- [Written instruction]
Without the images, print all the entries below exactly as given.

Excerpts from point annotation data:
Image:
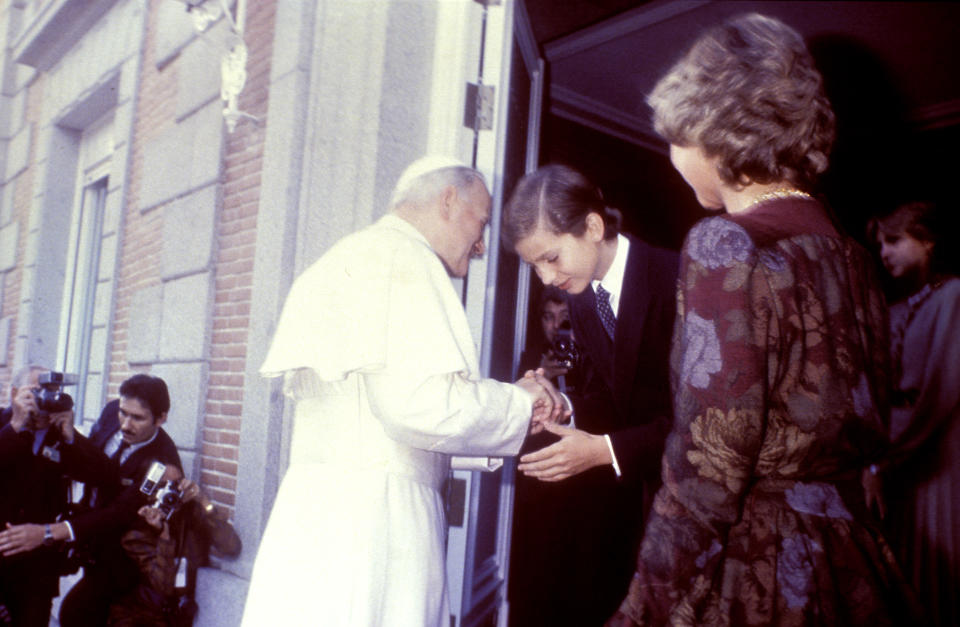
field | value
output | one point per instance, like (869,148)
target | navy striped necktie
(606,311)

- [Exercise response]
Image:
field | value
output | one point per instance, like (869,148)
target | navy striped necktie
(606,311)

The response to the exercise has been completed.